Inlet gas volumes processed at the extraction facilities for the second quarter of 2019 increased by 211 Mmcf/d compared to the same quarter of 2018. The increase was primarily due to plant turnarounds at Harmattan in May 2018 and at Joffre Ethane Extraction Plant (JEEP) and Pembina Empress Extraction Plant (PEEP) in June 2018, partially offset by reduced ownership at Younger effective April 2018. Inlet gas volumes processed at the field gathering and processing (FG&P) facilities for the second quarter of 2019 decreased by 21 Mmcf/d primarily due to the disposition of certain non-core facilities in the first quarter of 2019, partially offset by the recently acquired Aitken Creek North facility.
Inlet gas volumes processed at the extraction facilities for the first half of 2019 increased by 53 Mmcf/d compared to the same period of 2018. The increase was primarily due to plant turnarounds at Harmattan in May 2018 and at JEEP and PEEP in June 2018, partially offset by Younger due to operational issues upstream and reduced ownership effective April 2018. Inlet gas volumes processed at the FG&P facilities for the first half of 2019 increased by 7 Mmcf/d primarily due to higher volumes received at the Townsend facilities and the Aitken Creek North facility, partially offset by the disposition of certain non-core facilities in the first quarter of 2019.
Average ethane volumes for the second quarter of 2019 increased by 6,519 Bbls/d, while average NGL volumes increased by 743 Bbls/d compared to the same period in 2018. Higher ethane volumes were a result of plant turnarounds at Harmattan, JEEP and PEEP in second quarter of 2018, partially offset by rejecting production at Younger due to uneconomic pricing. Higher NGL volumes were a result of additional volumes available from the Townsend complex and plant turnarounds at Harmattan, JEEP and PEEP in the second quarter of 2018, partially offset by a lower ownership interest at Younger, the disposition of certain non-core facilities in the first quarter of 2019 and lower volumes at Gordondale.
+ + +
> [Directives]:
• A. Answer these questions about the passage on gas processing volumes, one answer per line, marked the same way.
(i) By how much did inlet gas volumes processed at the extraction facilities increase in the second quarter of 2019 compared to the same quarter of 2018?
(ii) Which recently acquired facility partially offset the second-quarter 2019 decrease at the FG&P facilities?
(iii) By how much did average ethane volumes increase in the second quarter of 2019?
• B. Carry on the passage about gas processing volumes, starting after its last sentence.

> [Stored data]:
+ + +
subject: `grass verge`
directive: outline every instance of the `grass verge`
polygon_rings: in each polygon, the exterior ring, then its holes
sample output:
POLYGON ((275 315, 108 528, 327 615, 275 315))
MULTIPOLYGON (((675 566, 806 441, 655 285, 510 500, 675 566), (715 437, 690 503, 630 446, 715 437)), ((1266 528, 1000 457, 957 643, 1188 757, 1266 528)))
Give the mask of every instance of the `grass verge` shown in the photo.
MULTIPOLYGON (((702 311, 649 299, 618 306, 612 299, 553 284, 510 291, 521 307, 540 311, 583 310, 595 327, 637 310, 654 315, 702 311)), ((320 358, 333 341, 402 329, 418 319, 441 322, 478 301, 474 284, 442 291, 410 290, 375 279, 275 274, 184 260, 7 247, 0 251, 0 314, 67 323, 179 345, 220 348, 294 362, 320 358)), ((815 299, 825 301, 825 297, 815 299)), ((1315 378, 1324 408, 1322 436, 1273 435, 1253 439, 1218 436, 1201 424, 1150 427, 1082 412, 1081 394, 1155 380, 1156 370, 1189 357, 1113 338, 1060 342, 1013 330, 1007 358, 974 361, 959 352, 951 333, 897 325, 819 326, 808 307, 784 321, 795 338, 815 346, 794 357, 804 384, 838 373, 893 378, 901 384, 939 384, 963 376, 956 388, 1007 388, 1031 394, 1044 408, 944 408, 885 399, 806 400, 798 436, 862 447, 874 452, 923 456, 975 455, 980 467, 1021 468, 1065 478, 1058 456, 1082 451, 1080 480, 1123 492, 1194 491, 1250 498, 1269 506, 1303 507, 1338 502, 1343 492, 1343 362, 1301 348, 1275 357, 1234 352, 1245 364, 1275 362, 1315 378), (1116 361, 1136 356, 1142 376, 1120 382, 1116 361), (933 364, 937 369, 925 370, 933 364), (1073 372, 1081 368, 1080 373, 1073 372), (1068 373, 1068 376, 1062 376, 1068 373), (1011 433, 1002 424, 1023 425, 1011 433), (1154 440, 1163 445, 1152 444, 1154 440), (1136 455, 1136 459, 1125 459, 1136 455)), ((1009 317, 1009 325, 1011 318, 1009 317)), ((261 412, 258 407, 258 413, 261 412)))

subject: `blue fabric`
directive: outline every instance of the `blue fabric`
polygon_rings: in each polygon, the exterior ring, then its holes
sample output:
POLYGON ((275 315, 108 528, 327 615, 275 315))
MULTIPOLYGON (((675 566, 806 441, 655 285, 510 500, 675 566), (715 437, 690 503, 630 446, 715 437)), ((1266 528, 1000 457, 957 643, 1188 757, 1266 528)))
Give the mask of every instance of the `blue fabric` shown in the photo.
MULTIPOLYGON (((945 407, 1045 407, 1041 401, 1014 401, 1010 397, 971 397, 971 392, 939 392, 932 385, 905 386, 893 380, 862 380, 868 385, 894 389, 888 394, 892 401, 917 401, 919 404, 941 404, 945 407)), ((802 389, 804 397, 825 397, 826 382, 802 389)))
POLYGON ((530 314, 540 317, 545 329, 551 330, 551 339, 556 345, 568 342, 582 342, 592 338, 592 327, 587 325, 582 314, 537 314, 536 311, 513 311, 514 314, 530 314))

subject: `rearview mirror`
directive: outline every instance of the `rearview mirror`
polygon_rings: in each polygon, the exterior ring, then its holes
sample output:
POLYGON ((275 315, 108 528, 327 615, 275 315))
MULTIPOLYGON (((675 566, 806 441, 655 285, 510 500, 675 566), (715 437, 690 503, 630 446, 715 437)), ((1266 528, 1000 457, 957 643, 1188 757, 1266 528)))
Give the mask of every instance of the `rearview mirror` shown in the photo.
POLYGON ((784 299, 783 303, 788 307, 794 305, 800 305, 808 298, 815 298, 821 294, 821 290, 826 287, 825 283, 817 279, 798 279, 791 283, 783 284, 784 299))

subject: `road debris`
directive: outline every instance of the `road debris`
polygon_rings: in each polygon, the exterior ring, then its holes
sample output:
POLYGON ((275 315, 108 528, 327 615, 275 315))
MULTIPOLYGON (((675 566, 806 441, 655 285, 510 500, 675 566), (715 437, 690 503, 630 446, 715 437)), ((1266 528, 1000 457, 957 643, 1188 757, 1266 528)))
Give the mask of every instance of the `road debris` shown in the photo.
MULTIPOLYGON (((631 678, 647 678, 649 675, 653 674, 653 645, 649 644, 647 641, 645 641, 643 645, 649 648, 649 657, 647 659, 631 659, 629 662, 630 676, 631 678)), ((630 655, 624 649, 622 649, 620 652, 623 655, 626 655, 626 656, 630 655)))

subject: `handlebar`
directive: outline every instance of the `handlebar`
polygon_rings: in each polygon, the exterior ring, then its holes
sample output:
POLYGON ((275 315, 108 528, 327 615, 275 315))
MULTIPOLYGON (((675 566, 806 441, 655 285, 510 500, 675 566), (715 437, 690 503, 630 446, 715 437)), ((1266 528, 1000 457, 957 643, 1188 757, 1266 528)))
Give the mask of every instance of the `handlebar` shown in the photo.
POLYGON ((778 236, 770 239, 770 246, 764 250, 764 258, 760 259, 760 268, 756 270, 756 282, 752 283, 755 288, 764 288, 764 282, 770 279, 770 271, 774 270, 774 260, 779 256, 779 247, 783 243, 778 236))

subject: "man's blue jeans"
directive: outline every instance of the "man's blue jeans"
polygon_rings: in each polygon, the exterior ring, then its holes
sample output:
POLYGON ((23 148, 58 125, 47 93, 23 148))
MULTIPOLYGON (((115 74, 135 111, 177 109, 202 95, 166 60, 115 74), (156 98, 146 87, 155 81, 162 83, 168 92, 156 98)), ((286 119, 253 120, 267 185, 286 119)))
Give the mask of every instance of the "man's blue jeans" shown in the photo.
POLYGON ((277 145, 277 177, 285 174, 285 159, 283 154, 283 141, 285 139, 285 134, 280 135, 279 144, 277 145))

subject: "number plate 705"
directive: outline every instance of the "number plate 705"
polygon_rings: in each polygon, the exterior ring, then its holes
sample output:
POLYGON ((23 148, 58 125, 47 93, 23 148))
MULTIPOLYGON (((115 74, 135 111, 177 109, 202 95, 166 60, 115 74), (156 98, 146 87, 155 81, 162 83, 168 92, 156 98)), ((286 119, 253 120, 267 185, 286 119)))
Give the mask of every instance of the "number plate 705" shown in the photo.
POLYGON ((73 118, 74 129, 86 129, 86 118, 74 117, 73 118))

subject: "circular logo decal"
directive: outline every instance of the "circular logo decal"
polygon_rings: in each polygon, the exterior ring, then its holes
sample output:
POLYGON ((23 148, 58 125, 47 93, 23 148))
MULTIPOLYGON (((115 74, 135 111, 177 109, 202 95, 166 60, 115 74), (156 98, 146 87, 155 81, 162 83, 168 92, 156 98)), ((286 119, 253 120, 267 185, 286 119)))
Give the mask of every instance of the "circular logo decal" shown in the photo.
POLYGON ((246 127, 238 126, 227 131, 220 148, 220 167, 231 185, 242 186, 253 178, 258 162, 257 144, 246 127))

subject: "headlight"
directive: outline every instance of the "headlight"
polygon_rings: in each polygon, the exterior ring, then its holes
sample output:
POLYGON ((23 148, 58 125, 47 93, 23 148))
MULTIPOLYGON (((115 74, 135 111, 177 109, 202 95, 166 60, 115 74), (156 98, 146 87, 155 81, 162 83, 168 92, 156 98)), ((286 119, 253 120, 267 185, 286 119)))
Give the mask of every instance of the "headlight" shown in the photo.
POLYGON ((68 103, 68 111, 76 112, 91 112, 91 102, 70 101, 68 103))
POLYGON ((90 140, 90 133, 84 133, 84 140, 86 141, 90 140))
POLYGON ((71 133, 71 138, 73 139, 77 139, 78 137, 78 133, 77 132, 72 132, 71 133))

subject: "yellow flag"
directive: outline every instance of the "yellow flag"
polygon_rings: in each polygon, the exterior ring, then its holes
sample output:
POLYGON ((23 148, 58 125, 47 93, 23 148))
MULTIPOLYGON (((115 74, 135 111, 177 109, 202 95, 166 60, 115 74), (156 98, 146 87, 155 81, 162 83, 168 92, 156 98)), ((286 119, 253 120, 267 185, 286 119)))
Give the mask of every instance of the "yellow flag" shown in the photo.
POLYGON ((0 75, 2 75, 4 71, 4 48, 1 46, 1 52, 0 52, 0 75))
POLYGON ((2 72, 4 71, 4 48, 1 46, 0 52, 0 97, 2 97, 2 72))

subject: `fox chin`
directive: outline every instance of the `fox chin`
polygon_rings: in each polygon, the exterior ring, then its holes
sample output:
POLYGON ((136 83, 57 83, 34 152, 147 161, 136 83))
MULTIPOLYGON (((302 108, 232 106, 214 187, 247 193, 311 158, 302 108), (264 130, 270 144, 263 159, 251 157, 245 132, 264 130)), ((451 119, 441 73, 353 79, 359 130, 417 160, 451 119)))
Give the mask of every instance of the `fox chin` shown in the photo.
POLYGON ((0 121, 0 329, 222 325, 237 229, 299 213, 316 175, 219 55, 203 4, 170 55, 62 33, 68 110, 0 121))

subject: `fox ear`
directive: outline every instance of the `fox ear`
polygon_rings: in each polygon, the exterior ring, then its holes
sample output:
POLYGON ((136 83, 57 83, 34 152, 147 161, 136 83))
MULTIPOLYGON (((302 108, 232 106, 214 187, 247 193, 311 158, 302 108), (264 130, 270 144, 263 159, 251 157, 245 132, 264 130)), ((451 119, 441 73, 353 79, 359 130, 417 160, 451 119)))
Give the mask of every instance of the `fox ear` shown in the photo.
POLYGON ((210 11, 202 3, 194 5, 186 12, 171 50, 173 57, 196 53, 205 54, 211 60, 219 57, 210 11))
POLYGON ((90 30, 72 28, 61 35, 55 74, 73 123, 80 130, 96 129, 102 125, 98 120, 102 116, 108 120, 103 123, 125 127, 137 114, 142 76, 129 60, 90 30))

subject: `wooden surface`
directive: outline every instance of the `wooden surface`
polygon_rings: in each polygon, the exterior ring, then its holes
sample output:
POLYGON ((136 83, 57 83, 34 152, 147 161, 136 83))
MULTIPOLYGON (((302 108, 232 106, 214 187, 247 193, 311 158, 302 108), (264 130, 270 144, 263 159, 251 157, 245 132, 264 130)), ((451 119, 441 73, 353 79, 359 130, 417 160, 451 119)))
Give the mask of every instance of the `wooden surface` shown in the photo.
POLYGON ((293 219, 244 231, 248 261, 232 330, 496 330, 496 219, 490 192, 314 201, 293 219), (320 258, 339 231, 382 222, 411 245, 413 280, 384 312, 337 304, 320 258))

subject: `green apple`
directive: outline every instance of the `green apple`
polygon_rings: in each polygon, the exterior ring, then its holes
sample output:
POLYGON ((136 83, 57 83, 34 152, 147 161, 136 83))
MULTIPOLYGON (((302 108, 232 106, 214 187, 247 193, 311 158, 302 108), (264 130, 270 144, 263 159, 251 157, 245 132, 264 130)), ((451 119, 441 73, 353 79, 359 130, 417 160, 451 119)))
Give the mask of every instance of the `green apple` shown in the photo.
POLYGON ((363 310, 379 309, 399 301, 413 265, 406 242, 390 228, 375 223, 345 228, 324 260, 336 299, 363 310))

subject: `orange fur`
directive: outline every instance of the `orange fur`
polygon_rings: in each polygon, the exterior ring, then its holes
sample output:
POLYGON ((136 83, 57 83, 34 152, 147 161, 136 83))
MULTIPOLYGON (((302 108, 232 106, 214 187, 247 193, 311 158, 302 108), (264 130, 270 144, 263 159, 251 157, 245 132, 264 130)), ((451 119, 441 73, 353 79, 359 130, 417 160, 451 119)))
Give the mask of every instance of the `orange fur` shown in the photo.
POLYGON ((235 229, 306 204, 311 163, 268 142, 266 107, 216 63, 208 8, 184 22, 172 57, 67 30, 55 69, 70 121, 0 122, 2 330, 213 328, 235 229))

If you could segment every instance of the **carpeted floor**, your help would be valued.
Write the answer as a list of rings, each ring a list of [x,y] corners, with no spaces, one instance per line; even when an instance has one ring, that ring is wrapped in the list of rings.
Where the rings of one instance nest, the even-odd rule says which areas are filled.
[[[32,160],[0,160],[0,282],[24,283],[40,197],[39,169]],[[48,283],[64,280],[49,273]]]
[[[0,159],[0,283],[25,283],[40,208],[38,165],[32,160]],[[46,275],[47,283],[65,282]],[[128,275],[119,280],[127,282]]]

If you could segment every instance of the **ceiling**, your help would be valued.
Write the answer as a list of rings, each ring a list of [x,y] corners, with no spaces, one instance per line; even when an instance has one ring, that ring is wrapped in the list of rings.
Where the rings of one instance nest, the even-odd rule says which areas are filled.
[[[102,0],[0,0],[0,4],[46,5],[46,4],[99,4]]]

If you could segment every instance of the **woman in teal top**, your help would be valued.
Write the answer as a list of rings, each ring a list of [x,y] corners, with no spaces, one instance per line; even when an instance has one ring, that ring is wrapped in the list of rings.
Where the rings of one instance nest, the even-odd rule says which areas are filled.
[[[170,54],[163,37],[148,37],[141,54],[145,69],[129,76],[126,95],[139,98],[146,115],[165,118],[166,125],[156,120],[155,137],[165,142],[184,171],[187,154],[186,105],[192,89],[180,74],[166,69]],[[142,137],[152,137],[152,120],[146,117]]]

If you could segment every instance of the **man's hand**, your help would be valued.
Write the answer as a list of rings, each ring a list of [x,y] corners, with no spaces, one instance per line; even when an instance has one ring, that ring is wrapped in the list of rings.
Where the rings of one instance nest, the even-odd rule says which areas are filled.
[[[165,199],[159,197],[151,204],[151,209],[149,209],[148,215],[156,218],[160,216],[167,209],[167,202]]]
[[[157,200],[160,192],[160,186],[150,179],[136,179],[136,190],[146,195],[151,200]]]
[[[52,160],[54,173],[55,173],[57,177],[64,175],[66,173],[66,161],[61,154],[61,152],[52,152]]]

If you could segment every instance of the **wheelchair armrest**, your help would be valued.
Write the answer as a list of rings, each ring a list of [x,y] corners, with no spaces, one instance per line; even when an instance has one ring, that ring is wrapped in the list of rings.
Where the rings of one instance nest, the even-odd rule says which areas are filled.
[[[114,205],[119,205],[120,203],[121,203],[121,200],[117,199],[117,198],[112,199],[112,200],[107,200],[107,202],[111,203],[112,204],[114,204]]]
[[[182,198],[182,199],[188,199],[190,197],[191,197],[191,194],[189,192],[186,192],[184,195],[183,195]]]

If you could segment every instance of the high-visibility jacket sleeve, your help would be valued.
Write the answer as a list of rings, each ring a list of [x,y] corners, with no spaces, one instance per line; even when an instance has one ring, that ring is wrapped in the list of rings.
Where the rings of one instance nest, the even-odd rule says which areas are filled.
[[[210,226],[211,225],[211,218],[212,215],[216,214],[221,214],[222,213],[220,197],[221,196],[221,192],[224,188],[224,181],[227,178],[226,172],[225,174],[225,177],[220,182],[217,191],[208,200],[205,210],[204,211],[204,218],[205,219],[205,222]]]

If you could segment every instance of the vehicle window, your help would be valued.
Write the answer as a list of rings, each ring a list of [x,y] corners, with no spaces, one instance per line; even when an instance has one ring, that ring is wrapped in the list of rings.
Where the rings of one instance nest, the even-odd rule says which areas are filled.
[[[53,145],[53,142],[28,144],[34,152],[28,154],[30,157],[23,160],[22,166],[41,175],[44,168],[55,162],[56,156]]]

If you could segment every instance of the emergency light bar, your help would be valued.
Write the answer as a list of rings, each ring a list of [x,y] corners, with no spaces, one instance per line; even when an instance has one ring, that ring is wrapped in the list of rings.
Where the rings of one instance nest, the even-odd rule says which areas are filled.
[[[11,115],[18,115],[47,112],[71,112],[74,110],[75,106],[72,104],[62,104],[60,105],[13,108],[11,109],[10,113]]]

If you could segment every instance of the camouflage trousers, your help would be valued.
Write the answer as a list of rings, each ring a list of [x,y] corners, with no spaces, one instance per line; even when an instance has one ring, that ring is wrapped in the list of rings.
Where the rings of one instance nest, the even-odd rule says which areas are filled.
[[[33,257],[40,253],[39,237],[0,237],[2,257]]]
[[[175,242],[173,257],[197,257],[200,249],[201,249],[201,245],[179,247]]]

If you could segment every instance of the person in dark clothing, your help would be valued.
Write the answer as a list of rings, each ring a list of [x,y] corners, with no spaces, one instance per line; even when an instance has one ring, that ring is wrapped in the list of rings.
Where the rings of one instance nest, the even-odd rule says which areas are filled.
+ + +
> [Final results]:
• A.
(i) 211 Mmcf/d
(ii) The Aitken Creek North facility
(iii) 6,519 Bbls/d

• B.
Average ethane volumes for the first half of 2019 increased by 2,283 Bbls/d, while average NGL volumes decreased by 1,945 Bbls/d compared to the same period in 2018. Higher ethane volumes were a result of plant turnarounds at Harmattan, JEEP and PEEP in second quarter of 2018, partially offset by rejecting production at Younger due to uneconomic pricing. Lower NGL volumes were a result of a lower ownership interest at Younger, the disposition of certain non-core facilities in the first quarter of 2019 and lower volumes at Gordondale, partially offset by additional volumes available from the Townsend complex and plant turnarounds at Harmattan, JEEP and PEEP in the second quarter of 2018.
With RIPET commencing operations in the late May 2019, total propane volumes exported to Asia for the three and six months ended June 30, 2019 were 109,966 MT.
With the addition of WGL, for the three and six months ended June 30, 2019, U.S. retail sales volumes were 9,360 Mmcf and 36,770 Mmcf, respectively. Natural gas optimization inventory as at June 30, 2019 was 31.9 Bcf (December 31, 2018 - 35.9 Bcf).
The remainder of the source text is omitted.